◆ Given problem ◆
Reproduce all of the data below, substituting "occurrence" for each appearance of "instance" and leaving everything else unchanged.

• • • •

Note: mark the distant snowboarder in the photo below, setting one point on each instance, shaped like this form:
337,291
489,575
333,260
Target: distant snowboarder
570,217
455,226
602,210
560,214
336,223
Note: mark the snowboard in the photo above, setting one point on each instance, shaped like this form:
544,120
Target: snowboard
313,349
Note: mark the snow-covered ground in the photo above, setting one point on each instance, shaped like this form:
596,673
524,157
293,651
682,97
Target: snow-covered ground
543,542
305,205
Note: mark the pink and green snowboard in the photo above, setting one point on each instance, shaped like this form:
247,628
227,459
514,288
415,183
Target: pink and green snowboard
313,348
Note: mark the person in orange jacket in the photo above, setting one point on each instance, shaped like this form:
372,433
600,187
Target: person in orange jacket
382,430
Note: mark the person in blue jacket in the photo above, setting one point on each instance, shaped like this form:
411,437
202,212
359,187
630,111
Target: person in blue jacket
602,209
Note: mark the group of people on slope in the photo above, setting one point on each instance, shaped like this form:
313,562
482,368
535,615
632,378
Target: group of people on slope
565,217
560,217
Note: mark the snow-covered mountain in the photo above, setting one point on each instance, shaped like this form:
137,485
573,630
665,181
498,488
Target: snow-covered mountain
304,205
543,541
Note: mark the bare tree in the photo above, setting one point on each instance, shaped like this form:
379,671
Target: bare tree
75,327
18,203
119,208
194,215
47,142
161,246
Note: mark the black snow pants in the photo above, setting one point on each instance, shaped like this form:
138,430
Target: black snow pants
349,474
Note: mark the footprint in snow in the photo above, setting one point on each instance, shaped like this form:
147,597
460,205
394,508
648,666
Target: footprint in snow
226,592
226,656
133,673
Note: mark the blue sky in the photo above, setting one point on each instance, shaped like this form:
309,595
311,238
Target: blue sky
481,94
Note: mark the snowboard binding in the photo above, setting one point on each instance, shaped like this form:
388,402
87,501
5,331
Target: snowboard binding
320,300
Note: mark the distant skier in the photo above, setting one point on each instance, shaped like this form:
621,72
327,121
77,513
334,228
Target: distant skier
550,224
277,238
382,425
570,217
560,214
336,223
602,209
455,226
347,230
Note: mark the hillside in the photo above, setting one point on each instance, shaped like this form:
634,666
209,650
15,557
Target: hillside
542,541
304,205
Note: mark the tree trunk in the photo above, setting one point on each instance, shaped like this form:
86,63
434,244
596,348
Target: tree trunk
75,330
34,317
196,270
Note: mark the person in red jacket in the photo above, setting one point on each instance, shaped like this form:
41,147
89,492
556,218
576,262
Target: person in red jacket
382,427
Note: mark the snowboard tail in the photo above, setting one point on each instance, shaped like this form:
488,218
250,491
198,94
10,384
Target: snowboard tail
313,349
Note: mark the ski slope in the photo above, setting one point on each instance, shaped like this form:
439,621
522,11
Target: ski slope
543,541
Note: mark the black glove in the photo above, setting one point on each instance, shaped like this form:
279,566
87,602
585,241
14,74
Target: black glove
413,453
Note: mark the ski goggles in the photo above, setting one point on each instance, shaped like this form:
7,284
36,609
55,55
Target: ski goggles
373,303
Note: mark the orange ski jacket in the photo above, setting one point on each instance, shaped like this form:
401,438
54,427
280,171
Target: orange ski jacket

• • • •

◆ The reply ◆
Note: mark the distant snowboarder in the photo below, setting one point on each occurrence, shaped like this form:
337,291
489,575
333,260
Target: distant snowboarder
570,217
455,226
602,210
560,214
336,223
Note: mark the snowboard in the photo above, setting one point on each occurrence, shaped like this form:
544,120
Target: snowboard
313,349
Note: mark the snow-covered ground in the photo above, setting one point on each occurrence, shaped like this form:
596,673
524,157
293,651
682,97
Target: snow-covered ground
543,542
305,205
Note: mark the pink and green snowboard in the photo above, setting one point on each occurrence, shaped like this form:
247,628
227,459
514,288
415,183
Target: pink and green snowboard
313,348
Note: mark the person in orange jacket in the photo above, setting one point on each occurrence, shaped like this form:
372,433
600,187
Target: person in orange jacket
382,430
Note: mark the person in blue jacket in the photo above, setting one point on each occurrence, shaped like this form:
411,437
202,212
359,187
630,111
Target: person in blue jacket
602,209
Note: mark the group of people on slope in the photo above, setting one point on each occurrence, shaped like this form:
313,562
482,368
535,615
632,378
Target: group of people on slope
565,217
560,217
Note: mark the snow-covered mountain in the photo above, setting one point on each occurrence, shaped like this form:
137,485
573,630
665,181
498,488
Target: snow-covered mountain
304,205
543,541
Note: mark the bare tree in the photo above, setting one point on each occurrence, shaped like this form:
379,671
Target: bare tree
75,327
18,203
119,208
194,215
47,142
161,246
Note: mark the black snow pants in the photo above, setting one point on each occurrence, shaped like this form:
138,430
Target: black snow pants
349,474
Note: mark the footprint in snow in the photo above, setting one point on each occurrence, shaped like this form:
147,597
460,205
394,508
648,666
Target: footprint in snow
226,592
226,656
133,673
Note: mark the blue sky in the photo above, setting one point on each occurrence, shaped like this form:
309,595
311,238
Target: blue sky
481,94
Note: mark the snowboard binding in the photo above, setting one point on each occurrence, shaped like this form:
388,402
87,501
5,331
Target: snowboard binding
320,300
Note: mark the distant skier in the photo above, setting one point on each occurrence, shaped like this form:
621,72
327,121
77,513
334,228
Target: distant skier
550,224
277,238
382,425
570,217
560,214
336,223
602,209
455,226
347,230
Note: mark the hillside in the photo above, setting one point on each occurrence, shaped like this form:
634,666
209,650
15,557
Target: hillside
542,541
304,205
Note: mark the tree trunk in the photo above, setting one point on each occurrence, shaped like this form:
86,63
434,244
596,348
Target: tree trunk
75,330
34,317
196,270
Note: mark the person in red jacket in the photo above, setting one point on each occurrence, shaped like this form:
41,147
89,492
556,218
576,262
Target: person in red jacket
382,427
Note: mark the snowboard tail in the photo above, setting one point on each occurrence, shaped like this form:
488,218
250,491
198,94
10,384
Target: snowboard tail
313,349
Note: mark the ski slope in the photo above, setting one point on each occurrence, shaped like this form:
439,621
522,11
Target: ski slope
543,541
Note: mark the black glove in the photo above, setting one point on each occurrence, shaped like this form:
279,566
87,602
585,241
14,74
Target: black glove
413,453
Note: mark the ski goggles in the photo above, setting one point on each occurrence, shaped like this form:
7,284
36,609
55,55
Target: ski goggles
373,303
Note: mark the orange ski jacket in the photo above, setting one point on each occurrence, shaped like this form:
401,438
54,427
280,171
Target: orange ski jacket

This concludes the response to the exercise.